WHAT NEEDS TO BE DONE |
Transcribe, exactly and without pictures, the lines below from the line with "Tag green leaf in this screenshot." to the line with "Tag dark insect head in this screenshot.", both ends included, and no others.

RECORDS FOR THIS EXERCISE |
--- START ---

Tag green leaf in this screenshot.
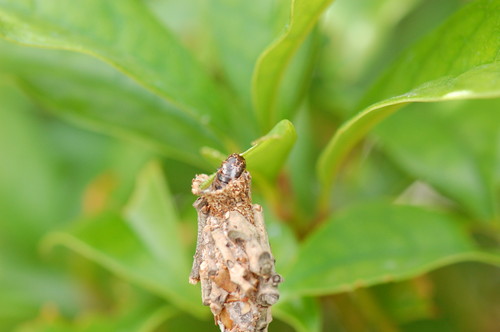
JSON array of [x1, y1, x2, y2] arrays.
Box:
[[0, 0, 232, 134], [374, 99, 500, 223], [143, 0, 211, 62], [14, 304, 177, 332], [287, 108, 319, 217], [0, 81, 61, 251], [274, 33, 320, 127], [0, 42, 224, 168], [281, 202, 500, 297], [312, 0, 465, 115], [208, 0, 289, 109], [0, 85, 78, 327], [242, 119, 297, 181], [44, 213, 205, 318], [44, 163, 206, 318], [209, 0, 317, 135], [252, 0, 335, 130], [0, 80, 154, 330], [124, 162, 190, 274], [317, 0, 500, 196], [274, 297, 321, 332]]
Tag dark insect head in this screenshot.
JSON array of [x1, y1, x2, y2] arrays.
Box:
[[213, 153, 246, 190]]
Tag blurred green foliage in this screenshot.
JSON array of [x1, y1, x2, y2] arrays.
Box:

--- END ---
--- START ---

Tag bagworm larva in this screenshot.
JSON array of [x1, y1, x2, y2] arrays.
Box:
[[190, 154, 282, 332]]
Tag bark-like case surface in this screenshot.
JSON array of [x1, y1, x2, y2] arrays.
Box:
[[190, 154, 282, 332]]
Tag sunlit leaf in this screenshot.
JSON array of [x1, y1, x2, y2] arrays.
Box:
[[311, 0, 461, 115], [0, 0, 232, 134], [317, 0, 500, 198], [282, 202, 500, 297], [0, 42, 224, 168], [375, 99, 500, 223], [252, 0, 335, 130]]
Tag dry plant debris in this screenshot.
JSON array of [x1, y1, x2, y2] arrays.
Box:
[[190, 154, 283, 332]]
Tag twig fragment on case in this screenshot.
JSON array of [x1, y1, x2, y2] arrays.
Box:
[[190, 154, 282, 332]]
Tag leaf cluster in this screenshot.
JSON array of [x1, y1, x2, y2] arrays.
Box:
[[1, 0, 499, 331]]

--- END ---
--- START ---

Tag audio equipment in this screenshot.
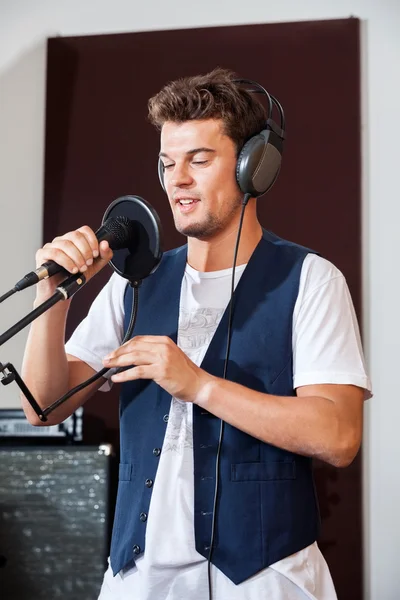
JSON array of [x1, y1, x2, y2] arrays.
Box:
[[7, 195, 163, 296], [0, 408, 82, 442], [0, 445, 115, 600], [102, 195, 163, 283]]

--- END ---

EXERCISE OUTPUT |
Tag green leaf in this screenshot.
JSON array of [x1, y1, x2, y2] arrays.
Box:
[[0, 0, 232, 134], [374, 99, 500, 223], [143, 0, 211, 62], [14, 304, 177, 332], [287, 108, 319, 217], [0, 81, 61, 251], [274, 33, 320, 127], [0, 42, 224, 168], [281, 202, 500, 297], [312, 0, 465, 115], [208, 0, 289, 109], [0, 85, 78, 327], [242, 119, 297, 181], [44, 213, 205, 318], [44, 163, 206, 318], [209, 0, 317, 135], [252, 0, 335, 130], [0, 80, 154, 330], [124, 162, 190, 274], [317, 0, 500, 196], [274, 297, 321, 332]]
Tag dark insect head in this screenshot.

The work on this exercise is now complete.